### WHAT THE EXERCISE ASKS
From the entries that follow, reproduce exactly and only the lines from the line with "Target: stage railing" to the line with "Target: man's black suit jacket", endpoints included.

[Recorded data]

- Opening Delimiter -

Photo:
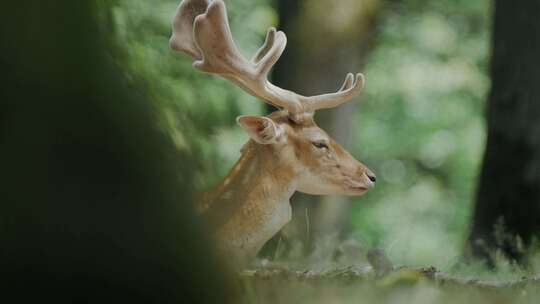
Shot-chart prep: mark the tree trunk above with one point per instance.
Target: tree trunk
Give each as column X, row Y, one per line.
column 326, row 41
column 95, row 200
column 508, row 202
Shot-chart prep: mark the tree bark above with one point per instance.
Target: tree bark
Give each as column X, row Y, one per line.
column 326, row 41
column 95, row 200
column 508, row 198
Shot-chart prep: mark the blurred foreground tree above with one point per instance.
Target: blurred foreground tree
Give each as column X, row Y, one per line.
column 95, row 200
column 326, row 41
column 508, row 202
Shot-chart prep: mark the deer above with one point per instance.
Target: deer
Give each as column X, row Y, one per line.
column 286, row 151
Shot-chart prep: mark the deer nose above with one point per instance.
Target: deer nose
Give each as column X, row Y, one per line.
column 371, row 176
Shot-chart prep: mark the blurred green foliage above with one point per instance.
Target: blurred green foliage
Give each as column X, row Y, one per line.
column 200, row 110
column 420, row 126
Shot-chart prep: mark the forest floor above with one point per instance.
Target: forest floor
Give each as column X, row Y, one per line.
column 381, row 282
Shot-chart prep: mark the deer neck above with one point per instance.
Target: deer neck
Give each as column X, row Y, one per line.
column 252, row 203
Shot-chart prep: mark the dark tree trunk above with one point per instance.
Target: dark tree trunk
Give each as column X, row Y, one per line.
column 94, row 200
column 326, row 41
column 508, row 202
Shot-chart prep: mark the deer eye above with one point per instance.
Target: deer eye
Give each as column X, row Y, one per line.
column 320, row 145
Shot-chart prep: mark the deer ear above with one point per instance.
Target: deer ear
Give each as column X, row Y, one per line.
column 261, row 129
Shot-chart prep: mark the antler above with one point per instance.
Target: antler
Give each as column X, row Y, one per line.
column 201, row 30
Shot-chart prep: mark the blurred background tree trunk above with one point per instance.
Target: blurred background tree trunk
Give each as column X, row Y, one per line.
column 96, row 200
column 508, row 201
column 327, row 40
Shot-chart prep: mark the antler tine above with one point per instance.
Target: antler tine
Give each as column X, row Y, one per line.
column 201, row 30
column 350, row 89
column 221, row 56
column 182, row 27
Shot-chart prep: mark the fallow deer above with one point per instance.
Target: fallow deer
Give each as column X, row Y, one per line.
column 287, row 151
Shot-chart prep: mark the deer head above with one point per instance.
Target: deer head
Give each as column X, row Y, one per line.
column 320, row 165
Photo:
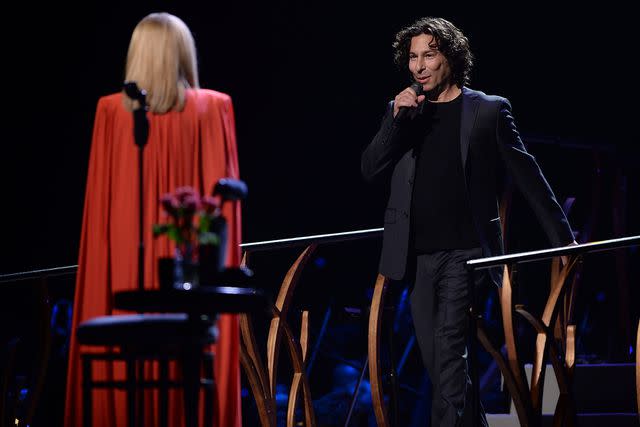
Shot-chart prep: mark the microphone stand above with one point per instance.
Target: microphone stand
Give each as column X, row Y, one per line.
column 141, row 134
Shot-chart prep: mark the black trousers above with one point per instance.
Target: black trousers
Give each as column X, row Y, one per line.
column 440, row 300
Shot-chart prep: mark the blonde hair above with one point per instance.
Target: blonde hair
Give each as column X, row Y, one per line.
column 162, row 60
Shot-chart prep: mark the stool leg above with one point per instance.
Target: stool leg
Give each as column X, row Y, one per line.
column 164, row 392
column 87, row 403
column 141, row 390
column 191, row 378
column 210, row 396
column 131, row 390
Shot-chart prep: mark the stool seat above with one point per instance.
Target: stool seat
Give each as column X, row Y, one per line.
column 147, row 330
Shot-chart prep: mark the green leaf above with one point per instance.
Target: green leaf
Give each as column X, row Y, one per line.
column 174, row 234
column 159, row 229
column 205, row 222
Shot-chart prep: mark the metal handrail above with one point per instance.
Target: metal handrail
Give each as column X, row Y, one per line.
column 33, row 274
column 522, row 257
column 318, row 238
column 477, row 264
column 253, row 246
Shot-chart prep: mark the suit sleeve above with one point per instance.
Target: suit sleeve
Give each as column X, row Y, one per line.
column 529, row 178
column 386, row 148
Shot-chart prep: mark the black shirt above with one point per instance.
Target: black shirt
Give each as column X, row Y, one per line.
column 441, row 214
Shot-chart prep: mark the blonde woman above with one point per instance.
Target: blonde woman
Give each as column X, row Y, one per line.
column 191, row 142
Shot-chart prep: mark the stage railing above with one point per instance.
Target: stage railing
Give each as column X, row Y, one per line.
column 556, row 333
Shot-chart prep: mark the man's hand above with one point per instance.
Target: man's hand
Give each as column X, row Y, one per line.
column 408, row 99
column 565, row 258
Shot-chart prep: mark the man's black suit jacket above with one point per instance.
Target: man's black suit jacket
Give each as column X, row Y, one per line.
column 489, row 145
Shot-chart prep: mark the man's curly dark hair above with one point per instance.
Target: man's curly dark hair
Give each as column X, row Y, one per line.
column 450, row 40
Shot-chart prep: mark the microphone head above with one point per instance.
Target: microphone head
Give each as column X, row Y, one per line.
column 417, row 88
column 132, row 91
column 230, row 189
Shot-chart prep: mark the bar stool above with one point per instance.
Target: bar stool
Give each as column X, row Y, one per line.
column 180, row 333
column 142, row 338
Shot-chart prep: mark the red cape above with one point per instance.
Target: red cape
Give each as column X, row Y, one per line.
column 195, row 147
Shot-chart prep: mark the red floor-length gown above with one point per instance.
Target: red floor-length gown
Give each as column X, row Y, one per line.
column 195, row 147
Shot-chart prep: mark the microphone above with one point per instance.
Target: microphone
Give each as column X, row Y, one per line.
column 403, row 111
column 133, row 92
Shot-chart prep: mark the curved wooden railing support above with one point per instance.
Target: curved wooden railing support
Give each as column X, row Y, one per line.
column 262, row 378
column 555, row 339
column 638, row 368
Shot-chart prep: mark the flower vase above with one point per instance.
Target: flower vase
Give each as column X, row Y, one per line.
column 185, row 269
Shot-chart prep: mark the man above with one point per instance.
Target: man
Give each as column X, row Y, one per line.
column 446, row 150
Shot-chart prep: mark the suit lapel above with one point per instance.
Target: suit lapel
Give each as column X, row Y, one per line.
column 468, row 119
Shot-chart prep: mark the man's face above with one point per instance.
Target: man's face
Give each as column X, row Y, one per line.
column 427, row 64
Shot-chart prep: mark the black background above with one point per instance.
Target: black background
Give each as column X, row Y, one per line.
column 309, row 85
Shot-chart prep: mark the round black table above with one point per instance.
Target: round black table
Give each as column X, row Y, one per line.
column 201, row 300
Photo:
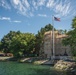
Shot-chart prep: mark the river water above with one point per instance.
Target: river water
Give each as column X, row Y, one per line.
column 15, row 68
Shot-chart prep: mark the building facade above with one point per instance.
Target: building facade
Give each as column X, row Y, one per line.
column 60, row 49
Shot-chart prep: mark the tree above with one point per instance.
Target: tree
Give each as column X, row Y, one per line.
column 40, row 37
column 18, row 43
column 71, row 38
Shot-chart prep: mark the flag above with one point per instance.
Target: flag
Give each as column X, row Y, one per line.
column 56, row 19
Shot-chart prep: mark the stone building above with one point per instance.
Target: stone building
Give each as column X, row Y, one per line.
column 60, row 50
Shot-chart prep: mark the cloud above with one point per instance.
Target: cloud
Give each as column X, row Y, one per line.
column 5, row 18
column 50, row 3
column 29, row 8
column 9, row 19
column 38, row 3
column 42, row 15
column 17, row 21
column 22, row 6
column 63, row 8
column 4, row 4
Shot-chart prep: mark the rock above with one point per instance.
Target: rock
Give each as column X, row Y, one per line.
column 69, row 67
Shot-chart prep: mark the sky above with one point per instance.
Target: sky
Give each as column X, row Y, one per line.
column 31, row 15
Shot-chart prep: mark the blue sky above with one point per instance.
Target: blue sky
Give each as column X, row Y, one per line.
column 31, row 15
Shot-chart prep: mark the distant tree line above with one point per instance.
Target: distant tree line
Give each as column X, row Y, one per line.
column 28, row 44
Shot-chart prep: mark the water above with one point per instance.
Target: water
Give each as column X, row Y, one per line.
column 14, row 68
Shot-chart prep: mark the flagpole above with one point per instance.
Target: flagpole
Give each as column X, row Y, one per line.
column 53, row 37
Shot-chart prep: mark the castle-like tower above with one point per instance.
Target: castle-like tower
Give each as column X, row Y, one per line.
column 60, row 49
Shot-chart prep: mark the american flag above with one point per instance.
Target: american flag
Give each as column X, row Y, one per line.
column 56, row 19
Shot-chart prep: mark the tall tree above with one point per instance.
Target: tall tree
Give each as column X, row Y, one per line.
column 40, row 37
column 18, row 43
column 71, row 38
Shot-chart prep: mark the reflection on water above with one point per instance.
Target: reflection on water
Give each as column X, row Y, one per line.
column 14, row 68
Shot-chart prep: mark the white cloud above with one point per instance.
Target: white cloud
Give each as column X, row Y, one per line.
column 63, row 9
column 16, row 21
column 9, row 19
column 38, row 3
column 42, row 15
column 5, row 18
column 4, row 3
column 30, row 8
column 50, row 3
column 22, row 6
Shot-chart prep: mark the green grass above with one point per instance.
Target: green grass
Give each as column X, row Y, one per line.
column 14, row 68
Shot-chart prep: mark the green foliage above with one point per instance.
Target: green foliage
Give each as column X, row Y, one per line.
column 40, row 37
column 71, row 38
column 18, row 43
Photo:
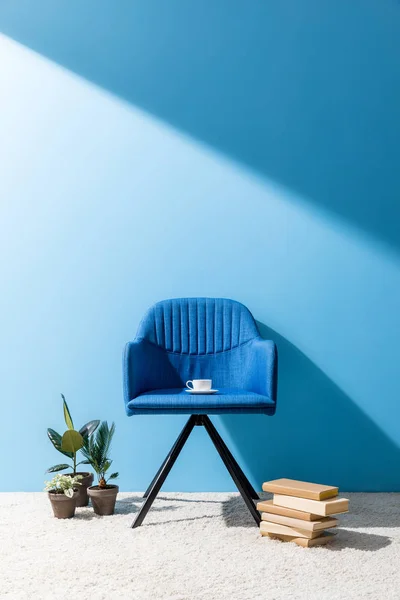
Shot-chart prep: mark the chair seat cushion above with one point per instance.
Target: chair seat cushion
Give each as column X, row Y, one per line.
column 178, row 401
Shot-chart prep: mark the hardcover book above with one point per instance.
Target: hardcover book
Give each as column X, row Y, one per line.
column 267, row 527
column 324, row 523
column 300, row 489
column 269, row 506
column 325, row 538
column 324, row 508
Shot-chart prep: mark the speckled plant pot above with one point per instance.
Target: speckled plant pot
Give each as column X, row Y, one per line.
column 63, row 507
column 103, row 501
column 87, row 481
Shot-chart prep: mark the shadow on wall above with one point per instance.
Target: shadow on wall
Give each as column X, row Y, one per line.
column 317, row 433
column 304, row 96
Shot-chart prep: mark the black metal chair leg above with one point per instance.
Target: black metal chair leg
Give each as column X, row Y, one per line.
column 245, row 482
column 147, row 492
column 164, row 470
column 238, row 482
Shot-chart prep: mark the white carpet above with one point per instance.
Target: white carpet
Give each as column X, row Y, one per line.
column 192, row 546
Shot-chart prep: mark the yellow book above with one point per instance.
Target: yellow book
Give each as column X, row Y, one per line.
column 324, row 523
column 300, row 489
column 325, row 538
column 333, row 506
column 266, row 527
column 269, row 506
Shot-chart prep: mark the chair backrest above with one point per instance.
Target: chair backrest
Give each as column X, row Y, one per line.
column 198, row 326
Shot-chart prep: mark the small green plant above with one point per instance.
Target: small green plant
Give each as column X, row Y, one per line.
column 96, row 449
column 63, row 484
column 71, row 441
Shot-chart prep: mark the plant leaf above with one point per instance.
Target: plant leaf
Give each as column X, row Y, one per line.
column 72, row 441
column 89, row 428
column 67, row 414
column 55, row 439
column 56, row 468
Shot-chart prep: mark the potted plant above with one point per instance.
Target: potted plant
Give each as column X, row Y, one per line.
column 63, row 492
column 96, row 449
column 69, row 444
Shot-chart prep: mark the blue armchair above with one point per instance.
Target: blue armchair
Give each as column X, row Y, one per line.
column 199, row 338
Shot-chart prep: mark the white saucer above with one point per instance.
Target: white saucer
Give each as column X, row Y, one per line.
column 206, row 392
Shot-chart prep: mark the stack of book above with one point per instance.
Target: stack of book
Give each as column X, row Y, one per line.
column 300, row 512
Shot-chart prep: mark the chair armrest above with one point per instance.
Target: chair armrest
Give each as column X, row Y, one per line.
column 146, row 367
column 262, row 376
column 133, row 356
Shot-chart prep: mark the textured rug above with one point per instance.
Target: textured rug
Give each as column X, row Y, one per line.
column 192, row 546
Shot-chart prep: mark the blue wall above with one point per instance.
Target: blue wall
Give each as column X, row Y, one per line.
column 246, row 149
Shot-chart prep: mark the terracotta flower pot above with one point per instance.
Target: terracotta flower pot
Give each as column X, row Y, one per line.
column 103, row 500
column 83, row 498
column 63, row 507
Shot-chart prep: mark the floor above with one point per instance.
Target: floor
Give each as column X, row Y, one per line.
column 192, row 547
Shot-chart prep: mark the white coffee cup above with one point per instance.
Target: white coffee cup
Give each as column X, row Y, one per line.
column 199, row 385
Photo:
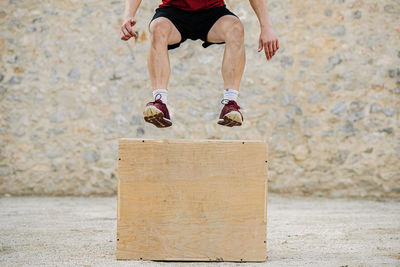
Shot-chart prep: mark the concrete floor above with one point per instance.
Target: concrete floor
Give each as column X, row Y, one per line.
column 301, row 231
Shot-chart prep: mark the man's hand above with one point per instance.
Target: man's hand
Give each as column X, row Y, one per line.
column 126, row 29
column 269, row 42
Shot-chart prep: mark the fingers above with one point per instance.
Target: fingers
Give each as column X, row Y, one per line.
column 266, row 50
column 127, row 31
column 271, row 50
column 126, row 34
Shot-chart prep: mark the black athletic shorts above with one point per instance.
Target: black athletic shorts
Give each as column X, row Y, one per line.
column 192, row 24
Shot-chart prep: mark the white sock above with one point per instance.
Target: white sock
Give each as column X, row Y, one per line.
column 163, row 93
column 231, row 94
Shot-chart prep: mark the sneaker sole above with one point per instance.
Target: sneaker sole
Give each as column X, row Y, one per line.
column 155, row 116
column 231, row 119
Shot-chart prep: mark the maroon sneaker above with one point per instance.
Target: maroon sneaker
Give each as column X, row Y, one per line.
column 157, row 113
column 230, row 115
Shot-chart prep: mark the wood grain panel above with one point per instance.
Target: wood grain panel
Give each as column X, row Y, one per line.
column 192, row 200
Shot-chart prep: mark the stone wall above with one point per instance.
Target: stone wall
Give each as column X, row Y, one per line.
column 328, row 103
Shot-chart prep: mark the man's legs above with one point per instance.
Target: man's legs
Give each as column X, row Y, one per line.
column 229, row 29
column 162, row 33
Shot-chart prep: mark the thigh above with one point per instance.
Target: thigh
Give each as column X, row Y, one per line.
column 218, row 31
column 165, row 25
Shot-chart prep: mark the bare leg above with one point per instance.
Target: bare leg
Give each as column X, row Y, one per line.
column 162, row 33
column 229, row 29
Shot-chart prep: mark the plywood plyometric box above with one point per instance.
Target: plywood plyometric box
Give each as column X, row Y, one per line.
column 185, row 200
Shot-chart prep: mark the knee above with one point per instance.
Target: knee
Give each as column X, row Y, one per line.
column 159, row 31
column 235, row 35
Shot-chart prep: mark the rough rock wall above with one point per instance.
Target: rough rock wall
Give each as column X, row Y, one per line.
column 328, row 103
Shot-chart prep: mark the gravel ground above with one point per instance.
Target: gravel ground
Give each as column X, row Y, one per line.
column 70, row 231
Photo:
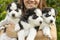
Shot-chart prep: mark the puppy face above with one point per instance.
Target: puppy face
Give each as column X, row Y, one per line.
column 14, row 10
column 49, row 15
column 34, row 16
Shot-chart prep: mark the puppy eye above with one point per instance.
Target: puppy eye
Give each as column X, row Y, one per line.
column 47, row 15
column 16, row 10
column 34, row 17
column 10, row 10
column 40, row 16
column 54, row 16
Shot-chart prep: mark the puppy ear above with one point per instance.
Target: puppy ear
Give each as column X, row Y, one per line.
column 56, row 12
column 8, row 7
column 19, row 6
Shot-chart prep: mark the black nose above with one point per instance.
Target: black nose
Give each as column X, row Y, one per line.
column 51, row 21
column 13, row 15
column 40, row 22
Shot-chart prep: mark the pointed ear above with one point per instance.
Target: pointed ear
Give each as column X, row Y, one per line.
column 56, row 12
column 19, row 6
column 8, row 7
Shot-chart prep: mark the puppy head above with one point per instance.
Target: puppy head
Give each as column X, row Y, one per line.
column 34, row 16
column 49, row 15
column 14, row 10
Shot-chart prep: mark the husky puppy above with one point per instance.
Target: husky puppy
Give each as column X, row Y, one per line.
column 49, row 19
column 13, row 15
column 29, row 23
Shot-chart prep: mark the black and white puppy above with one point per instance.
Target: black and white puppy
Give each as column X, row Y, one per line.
column 29, row 23
column 49, row 19
column 13, row 15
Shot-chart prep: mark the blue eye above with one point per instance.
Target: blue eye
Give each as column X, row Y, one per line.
column 47, row 15
column 35, row 16
column 10, row 10
column 17, row 10
column 54, row 16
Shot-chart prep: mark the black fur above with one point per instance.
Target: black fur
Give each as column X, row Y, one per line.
column 29, row 12
column 21, row 26
column 37, row 28
column 18, row 7
column 46, row 10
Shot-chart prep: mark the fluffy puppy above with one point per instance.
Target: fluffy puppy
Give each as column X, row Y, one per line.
column 13, row 15
column 29, row 23
column 49, row 19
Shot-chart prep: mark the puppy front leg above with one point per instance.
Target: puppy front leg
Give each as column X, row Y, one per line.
column 46, row 32
column 17, row 27
column 21, row 35
column 3, row 22
column 32, row 34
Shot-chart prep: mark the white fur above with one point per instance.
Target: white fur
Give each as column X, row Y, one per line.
column 29, row 30
column 46, row 24
column 8, row 19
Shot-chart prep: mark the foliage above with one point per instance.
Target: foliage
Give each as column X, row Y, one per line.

- Closing Delimiter -

### WRITTEN REPLY
Target: stage railing
Give each as column X, row Y, one per line.
column 556, row 333
Shot-chart prep: mark the man's hand above with one point per instance.
Target: man's hand
Give each as column X, row Y, one per line.
column 408, row 99
column 565, row 258
Shot-chart prep: mark the man's black suit jacket above with one point per instance.
Target: man's black suit jacket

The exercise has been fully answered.